=== Records supplied ===

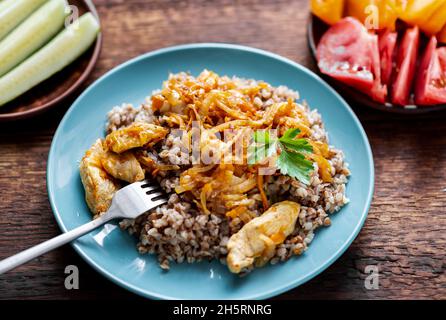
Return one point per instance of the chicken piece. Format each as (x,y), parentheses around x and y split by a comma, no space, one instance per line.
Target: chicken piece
(256,241)
(138,134)
(99,186)
(123,166)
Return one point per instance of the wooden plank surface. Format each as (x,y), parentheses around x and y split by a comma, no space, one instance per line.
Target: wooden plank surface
(404,235)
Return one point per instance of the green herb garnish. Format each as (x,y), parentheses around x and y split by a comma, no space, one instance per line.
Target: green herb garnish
(291,161)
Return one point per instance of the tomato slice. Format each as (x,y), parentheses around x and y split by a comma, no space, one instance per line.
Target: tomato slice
(330,11)
(405,67)
(348,53)
(431,86)
(442,35)
(387,44)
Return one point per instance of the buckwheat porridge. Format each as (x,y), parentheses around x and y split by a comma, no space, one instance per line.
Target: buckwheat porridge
(248,170)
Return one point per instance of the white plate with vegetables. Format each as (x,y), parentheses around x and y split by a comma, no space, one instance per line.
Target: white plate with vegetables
(47,50)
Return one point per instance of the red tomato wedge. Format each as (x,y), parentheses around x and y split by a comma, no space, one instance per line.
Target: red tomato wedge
(348,53)
(431,86)
(405,67)
(387,45)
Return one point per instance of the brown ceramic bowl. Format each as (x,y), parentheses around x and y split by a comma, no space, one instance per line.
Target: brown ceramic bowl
(52,91)
(316,29)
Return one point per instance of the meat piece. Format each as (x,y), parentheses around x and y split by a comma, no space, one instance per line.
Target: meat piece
(136,135)
(123,166)
(99,186)
(257,240)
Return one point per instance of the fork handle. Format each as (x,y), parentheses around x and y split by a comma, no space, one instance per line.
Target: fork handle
(33,252)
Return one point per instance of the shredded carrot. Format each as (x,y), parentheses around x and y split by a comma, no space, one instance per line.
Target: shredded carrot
(262,192)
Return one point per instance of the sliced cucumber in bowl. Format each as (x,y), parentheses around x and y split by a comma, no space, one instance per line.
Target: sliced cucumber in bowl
(53,57)
(14,12)
(32,34)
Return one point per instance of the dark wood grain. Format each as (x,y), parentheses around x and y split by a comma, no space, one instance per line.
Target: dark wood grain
(404,235)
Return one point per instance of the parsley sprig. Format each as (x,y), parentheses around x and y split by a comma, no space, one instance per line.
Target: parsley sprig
(291,161)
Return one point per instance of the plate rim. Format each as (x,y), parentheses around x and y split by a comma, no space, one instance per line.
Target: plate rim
(97,48)
(264,295)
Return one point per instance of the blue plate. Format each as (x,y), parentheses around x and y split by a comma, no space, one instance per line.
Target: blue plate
(112,251)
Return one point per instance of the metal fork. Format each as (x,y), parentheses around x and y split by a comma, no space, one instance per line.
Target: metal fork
(128,202)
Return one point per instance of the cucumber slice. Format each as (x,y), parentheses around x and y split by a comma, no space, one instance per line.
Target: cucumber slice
(32,34)
(15,12)
(53,57)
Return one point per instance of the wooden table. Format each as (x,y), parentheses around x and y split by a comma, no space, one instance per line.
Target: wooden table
(404,235)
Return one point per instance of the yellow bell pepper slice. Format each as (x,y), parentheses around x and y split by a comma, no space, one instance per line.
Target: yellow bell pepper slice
(442,35)
(418,11)
(386,12)
(329,11)
(435,22)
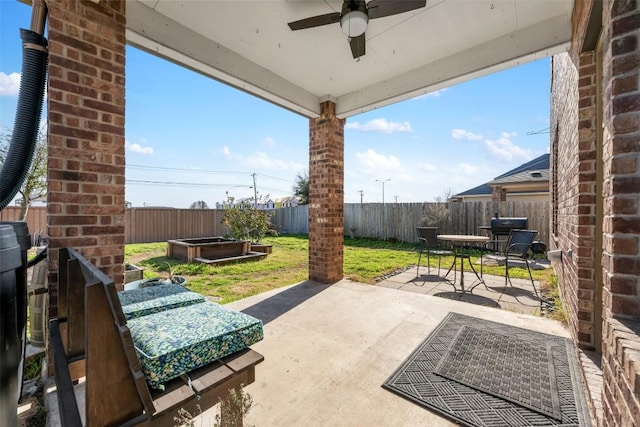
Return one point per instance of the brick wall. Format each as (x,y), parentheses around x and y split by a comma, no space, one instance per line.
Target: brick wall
(86,133)
(621,191)
(570,207)
(577,183)
(326,196)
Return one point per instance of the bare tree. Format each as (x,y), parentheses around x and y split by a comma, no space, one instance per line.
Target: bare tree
(301,187)
(34,187)
(436,213)
(200,204)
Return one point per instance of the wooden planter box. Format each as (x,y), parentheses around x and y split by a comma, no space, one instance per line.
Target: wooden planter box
(132,273)
(259,247)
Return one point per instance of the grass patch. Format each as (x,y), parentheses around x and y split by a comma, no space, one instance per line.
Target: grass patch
(365,260)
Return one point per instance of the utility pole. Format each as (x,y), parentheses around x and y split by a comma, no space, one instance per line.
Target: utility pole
(255,191)
(383,181)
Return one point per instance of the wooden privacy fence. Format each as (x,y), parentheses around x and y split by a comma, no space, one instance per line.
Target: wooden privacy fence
(399,220)
(158,225)
(374,220)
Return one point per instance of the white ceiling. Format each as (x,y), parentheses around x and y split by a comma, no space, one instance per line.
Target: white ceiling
(248,44)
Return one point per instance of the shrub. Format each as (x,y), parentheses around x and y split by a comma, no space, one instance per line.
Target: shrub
(246,223)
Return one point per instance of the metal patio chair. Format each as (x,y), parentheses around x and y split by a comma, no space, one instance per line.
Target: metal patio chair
(429,244)
(518,247)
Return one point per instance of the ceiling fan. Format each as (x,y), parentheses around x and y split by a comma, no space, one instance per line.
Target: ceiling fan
(354,17)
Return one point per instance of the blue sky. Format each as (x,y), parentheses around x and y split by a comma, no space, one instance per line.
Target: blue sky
(191,138)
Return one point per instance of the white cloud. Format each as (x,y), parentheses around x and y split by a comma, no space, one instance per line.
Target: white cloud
(269,142)
(137,148)
(434,94)
(504,149)
(261,160)
(9,84)
(468,169)
(380,125)
(376,162)
(427,167)
(465,134)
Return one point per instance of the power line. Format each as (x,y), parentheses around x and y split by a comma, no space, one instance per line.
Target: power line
(187,170)
(186,184)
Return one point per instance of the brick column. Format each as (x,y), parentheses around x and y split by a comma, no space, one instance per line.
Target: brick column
(582,310)
(86,163)
(326,195)
(621,251)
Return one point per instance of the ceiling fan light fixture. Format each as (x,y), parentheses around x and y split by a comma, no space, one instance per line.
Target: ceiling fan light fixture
(354,23)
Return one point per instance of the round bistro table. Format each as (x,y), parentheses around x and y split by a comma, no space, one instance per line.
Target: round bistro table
(458,241)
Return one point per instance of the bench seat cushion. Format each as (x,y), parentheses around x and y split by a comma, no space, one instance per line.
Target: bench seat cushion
(172,343)
(142,302)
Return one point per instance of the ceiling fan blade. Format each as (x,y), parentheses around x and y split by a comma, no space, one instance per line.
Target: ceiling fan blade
(357,46)
(315,21)
(382,8)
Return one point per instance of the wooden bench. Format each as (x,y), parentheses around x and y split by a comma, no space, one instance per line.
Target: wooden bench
(91,339)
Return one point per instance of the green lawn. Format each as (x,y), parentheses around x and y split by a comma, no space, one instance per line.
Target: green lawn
(364,261)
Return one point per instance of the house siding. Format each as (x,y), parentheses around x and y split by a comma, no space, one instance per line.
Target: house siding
(577,188)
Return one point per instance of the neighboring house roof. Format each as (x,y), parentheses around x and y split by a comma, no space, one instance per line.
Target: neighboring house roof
(534,171)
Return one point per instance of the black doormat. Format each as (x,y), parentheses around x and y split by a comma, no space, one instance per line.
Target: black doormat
(482,373)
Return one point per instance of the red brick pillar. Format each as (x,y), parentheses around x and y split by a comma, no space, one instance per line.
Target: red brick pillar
(326,195)
(86,166)
(621,248)
(582,311)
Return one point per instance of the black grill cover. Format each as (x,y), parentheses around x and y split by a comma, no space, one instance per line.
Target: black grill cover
(502,226)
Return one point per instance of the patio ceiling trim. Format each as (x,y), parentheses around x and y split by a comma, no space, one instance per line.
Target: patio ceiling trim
(159,35)
(535,42)
(155,33)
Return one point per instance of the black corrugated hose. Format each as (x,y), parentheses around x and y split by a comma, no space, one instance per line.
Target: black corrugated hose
(25,129)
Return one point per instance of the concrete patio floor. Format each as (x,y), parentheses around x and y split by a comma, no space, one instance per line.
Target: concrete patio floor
(328,348)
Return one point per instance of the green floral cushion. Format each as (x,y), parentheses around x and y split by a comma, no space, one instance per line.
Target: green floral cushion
(142,302)
(172,343)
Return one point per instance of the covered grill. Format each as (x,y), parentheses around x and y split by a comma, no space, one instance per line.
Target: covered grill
(503,226)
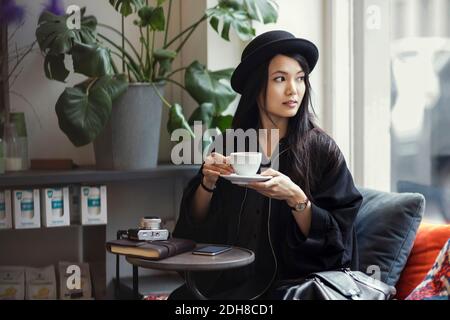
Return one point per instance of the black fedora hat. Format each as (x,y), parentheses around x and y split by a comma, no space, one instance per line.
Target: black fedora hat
(267,45)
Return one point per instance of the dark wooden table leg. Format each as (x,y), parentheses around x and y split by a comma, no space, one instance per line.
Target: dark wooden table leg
(136,294)
(190,283)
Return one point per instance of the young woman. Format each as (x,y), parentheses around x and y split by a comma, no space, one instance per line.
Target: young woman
(301,220)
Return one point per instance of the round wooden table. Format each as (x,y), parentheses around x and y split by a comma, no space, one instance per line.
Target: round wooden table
(188,262)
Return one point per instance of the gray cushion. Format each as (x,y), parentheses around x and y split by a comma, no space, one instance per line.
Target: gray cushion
(386,227)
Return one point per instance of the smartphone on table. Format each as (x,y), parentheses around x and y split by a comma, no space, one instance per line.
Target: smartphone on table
(211,250)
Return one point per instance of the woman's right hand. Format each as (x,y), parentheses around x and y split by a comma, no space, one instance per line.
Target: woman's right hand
(215,165)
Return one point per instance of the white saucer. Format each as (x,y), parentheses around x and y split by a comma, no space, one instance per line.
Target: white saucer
(243,180)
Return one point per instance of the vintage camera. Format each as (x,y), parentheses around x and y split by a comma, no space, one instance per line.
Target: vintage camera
(150,230)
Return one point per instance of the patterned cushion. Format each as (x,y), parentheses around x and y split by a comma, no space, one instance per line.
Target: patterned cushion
(436,285)
(386,227)
(429,241)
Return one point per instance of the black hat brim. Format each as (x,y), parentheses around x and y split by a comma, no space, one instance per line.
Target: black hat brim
(296,45)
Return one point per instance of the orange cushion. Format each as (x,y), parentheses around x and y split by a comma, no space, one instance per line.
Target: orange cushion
(429,241)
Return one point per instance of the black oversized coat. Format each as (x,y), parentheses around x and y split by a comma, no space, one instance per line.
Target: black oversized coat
(243,217)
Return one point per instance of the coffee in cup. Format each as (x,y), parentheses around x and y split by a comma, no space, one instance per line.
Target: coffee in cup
(246,163)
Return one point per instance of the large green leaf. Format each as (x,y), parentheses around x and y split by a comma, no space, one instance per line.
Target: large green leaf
(210,86)
(153,17)
(164,58)
(84,110)
(265,11)
(239,20)
(91,60)
(177,120)
(204,113)
(222,122)
(125,7)
(54,67)
(54,37)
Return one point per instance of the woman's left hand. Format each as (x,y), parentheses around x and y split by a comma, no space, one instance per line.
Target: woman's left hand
(280,187)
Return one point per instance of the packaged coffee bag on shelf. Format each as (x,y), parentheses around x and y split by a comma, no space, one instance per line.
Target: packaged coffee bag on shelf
(12,283)
(40,283)
(74,281)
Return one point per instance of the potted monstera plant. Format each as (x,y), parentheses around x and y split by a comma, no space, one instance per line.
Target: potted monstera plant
(118,107)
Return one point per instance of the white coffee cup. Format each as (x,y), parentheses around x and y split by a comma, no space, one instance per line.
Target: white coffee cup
(246,163)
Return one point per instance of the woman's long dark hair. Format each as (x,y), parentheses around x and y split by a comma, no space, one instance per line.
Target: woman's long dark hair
(310,147)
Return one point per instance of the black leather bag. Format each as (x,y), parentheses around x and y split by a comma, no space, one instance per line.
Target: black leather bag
(338,285)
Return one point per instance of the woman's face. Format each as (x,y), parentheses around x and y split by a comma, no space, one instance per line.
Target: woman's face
(285,88)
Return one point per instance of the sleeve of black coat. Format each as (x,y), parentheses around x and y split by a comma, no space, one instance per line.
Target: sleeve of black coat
(329,244)
(187,227)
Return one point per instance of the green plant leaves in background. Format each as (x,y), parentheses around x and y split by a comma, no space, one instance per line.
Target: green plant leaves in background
(204,113)
(54,67)
(125,7)
(222,122)
(153,17)
(239,14)
(83,111)
(262,10)
(91,60)
(209,86)
(237,19)
(165,58)
(177,120)
(55,38)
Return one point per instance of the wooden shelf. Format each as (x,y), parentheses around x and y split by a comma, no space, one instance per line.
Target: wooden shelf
(91,175)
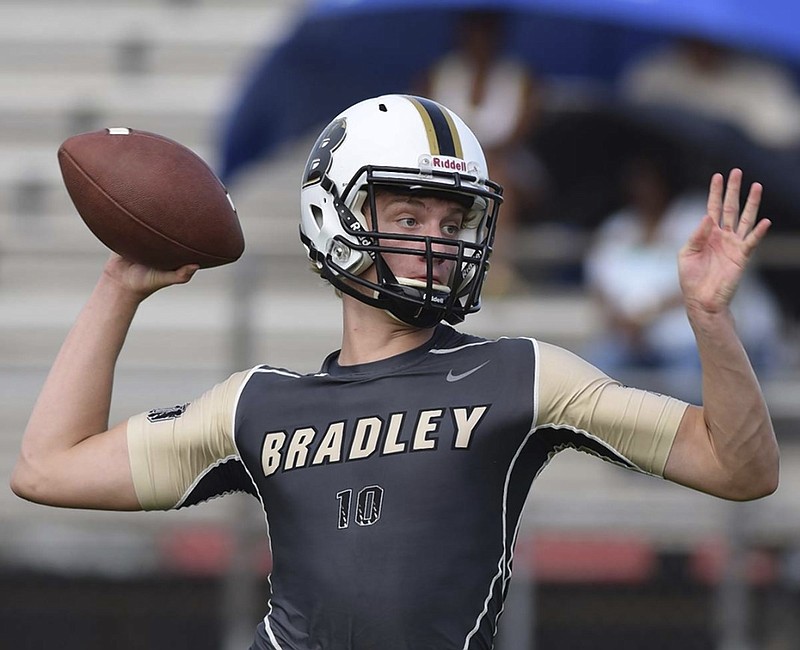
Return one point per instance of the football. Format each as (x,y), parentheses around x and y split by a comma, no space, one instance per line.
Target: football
(150,199)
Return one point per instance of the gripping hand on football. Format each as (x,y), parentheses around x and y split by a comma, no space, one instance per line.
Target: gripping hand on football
(711,263)
(143,281)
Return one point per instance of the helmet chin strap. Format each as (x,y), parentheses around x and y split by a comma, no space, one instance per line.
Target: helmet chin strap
(410,313)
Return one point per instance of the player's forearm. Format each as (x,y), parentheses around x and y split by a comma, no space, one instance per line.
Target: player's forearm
(75,400)
(735,412)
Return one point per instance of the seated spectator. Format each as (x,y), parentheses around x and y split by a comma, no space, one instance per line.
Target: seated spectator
(757,96)
(498,97)
(631,271)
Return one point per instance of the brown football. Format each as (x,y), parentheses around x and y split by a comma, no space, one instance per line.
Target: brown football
(150,199)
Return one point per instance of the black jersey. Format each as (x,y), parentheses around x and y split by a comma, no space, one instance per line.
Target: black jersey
(392,491)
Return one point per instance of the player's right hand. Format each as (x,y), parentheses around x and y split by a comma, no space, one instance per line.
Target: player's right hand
(143,281)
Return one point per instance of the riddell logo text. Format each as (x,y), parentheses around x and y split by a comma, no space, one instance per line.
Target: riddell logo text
(450,164)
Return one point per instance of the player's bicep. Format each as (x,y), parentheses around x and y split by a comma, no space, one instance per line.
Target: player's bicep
(94,474)
(634,424)
(172,449)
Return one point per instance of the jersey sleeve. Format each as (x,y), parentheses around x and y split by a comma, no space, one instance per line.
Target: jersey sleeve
(185,454)
(636,425)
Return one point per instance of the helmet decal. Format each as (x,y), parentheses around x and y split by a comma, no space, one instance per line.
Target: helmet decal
(442,133)
(321,158)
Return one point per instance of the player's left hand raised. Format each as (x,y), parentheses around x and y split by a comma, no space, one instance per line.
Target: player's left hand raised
(711,263)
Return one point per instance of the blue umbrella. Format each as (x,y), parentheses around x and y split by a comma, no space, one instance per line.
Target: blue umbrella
(341,51)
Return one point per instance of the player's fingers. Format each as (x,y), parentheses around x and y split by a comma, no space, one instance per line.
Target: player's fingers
(714,206)
(730,205)
(184,273)
(698,238)
(750,212)
(755,236)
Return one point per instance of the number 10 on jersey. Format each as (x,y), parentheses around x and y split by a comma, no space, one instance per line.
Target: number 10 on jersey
(368,504)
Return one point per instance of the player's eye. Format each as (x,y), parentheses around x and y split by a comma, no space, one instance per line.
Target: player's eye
(407,222)
(451,229)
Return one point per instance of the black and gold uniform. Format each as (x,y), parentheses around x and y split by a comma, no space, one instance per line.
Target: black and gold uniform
(393,490)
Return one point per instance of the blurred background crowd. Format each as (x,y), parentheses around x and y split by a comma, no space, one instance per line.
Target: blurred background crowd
(603,122)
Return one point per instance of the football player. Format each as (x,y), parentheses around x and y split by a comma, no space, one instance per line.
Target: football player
(393,479)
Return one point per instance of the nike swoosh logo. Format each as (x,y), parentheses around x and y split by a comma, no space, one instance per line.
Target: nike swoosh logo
(452,377)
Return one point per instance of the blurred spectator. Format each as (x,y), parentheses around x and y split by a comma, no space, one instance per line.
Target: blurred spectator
(499,98)
(757,96)
(631,271)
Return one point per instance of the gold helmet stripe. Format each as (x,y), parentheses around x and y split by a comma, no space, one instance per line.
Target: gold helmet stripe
(442,134)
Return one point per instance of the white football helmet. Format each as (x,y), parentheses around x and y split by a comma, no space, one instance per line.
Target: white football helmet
(410,144)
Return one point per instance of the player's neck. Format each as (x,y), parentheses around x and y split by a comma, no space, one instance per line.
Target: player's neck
(370,334)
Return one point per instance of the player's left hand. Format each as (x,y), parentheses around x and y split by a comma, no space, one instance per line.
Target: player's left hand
(711,263)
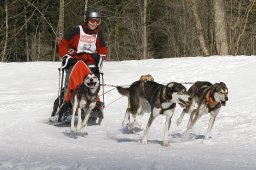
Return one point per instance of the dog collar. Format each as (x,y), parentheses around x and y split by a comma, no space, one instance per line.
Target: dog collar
(168,108)
(210,100)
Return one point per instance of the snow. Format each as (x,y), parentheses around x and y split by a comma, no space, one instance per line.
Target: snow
(27,92)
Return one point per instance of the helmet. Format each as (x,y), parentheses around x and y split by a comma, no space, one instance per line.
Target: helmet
(92,13)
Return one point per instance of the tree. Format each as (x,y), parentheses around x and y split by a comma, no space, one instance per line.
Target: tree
(199,27)
(220,27)
(6,31)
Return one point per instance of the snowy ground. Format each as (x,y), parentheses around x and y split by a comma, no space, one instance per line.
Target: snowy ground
(27,92)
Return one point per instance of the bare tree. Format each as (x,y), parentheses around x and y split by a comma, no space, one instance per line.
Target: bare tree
(242,27)
(60,27)
(199,27)
(6,30)
(220,27)
(145,45)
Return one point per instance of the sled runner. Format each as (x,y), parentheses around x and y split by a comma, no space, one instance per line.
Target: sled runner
(62,108)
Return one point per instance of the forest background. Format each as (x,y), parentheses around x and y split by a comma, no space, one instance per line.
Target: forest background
(133,29)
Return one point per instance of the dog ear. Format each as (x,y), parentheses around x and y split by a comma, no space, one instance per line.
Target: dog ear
(170,85)
(214,88)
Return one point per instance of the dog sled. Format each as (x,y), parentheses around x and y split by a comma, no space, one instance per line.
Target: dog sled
(62,107)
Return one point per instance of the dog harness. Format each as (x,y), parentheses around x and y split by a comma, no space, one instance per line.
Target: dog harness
(87,42)
(211,103)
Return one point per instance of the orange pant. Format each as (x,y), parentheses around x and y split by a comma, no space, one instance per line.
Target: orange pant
(79,71)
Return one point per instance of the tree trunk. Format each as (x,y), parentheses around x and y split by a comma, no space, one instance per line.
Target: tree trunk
(199,27)
(85,5)
(60,28)
(6,30)
(145,45)
(220,27)
(26,34)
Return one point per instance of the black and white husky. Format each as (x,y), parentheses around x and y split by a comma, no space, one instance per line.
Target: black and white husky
(84,97)
(156,98)
(206,98)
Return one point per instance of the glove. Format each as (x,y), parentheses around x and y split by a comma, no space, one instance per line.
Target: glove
(67,61)
(98,61)
(96,57)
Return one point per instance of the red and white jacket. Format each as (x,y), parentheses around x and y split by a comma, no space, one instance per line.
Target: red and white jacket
(85,41)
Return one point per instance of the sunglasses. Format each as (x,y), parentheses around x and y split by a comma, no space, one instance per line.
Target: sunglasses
(94,21)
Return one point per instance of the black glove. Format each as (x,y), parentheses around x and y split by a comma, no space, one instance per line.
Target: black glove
(98,61)
(96,57)
(68,61)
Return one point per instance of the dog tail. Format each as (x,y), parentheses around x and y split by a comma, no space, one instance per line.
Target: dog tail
(123,90)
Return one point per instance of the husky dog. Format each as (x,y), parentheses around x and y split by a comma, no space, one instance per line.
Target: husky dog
(146,77)
(124,91)
(84,97)
(161,100)
(209,98)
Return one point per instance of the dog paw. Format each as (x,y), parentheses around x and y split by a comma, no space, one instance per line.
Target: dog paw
(73,129)
(166,144)
(79,127)
(53,118)
(178,122)
(124,124)
(144,141)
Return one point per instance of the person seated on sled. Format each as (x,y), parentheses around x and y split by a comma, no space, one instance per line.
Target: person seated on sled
(84,42)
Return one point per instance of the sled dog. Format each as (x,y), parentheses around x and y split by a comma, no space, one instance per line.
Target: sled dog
(84,97)
(209,98)
(124,91)
(160,99)
(146,77)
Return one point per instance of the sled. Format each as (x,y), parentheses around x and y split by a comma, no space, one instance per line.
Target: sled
(61,105)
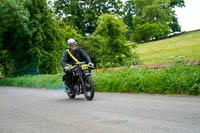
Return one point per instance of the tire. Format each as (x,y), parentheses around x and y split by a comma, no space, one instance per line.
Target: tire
(71,96)
(89,88)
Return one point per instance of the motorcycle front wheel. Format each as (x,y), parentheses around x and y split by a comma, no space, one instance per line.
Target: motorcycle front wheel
(71,96)
(89,88)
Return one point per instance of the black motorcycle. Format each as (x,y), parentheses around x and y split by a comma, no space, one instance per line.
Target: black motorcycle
(82,82)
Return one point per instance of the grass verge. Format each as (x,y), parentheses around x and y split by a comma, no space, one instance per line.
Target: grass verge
(173,80)
(185,46)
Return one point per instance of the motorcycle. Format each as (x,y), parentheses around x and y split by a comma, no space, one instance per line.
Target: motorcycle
(82,82)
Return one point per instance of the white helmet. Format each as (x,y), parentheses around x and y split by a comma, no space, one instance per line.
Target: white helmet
(71,41)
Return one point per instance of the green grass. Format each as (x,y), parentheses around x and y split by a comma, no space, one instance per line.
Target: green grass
(173,80)
(187,45)
(39,81)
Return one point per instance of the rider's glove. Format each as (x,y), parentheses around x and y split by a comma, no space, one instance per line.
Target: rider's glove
(90,64)
(66,68)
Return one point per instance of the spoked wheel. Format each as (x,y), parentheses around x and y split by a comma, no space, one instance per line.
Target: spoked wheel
(89,88)
(71,96)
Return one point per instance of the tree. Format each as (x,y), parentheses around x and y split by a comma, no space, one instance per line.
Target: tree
(14,31)
(175,27)
(34,40)
(83,14)
(128,15)
(112,32)
(151,20)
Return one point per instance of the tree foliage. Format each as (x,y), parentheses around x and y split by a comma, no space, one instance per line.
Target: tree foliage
(33,38)
(151,20)
(112,31)
(83,14)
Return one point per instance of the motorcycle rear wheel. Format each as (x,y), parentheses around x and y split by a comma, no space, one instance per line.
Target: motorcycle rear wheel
(89,88)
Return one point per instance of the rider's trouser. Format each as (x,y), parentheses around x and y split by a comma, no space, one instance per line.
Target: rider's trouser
(67,78)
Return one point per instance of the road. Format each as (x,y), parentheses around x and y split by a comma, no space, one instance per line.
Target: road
(31,110)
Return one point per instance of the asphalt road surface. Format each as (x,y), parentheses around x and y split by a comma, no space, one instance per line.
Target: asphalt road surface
(30,110)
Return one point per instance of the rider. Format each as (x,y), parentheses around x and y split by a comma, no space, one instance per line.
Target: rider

===

Starting at the line that contains "Return one point per instance of the rider's glove.", copy each line exactly through the end of the listing above. Include that first line and the last one, and add nothing.

The solution.
Return one point per instance of the rider's glove. Format each as (x,y), parentheses around x and y split by a comma, no space, one instance per line.
Target: rider's glove
(90,64)
(66,68)
Return one point per instance of the spoked wheel. Format each as (x,y), parentheses around x and y split by a comma, no space, one instance per line.
Target: spoked wheel
(89,88)
(71,96)
Return one point per instance of the tree. Format each as (x,y), parentheses around x and y split by a comma, no space, one instance per line.
Target: tree
(14,31)
(175,27)
(34,40)
(83,14)
(128,15)
(112,32)
(151,20)
Return one point per instance of the tree foliage. Format each as (x,y), parentheses around x and y split by a comma, no space, one instance per line.
Target: tree foliage
(33,38)
(151,20)
(112,31)
(83,14)
Return one point per instance of the motorcycle rear wheel. Format each as (x,y), parentheses around x and y split by a comma, no space, one instance per line.
Target: motorcycle rear wheel
(89,88)
Return one point per instance of the rider's trouser. Format each as (x,y), parentheses around x and y split by a comma, no space, one instance per line.
Target: rider's trouser
(67,78)
Return one point per instance of the road. Format each as (x,y), parentheses around x and y split by a comma, no space, one instance per line.
Target: road
(31,110)
Return one point per instance of the asphalt road surface. Format each as (x,y), parentheses around x and y split by a comma, no space, one instance per line.
Target: asphalt road surface
(30,110)
Return one point per instance of the rider. Format each as (x,y), parentheses around x and y split by a comma, no space, one instance per line.
Target: rider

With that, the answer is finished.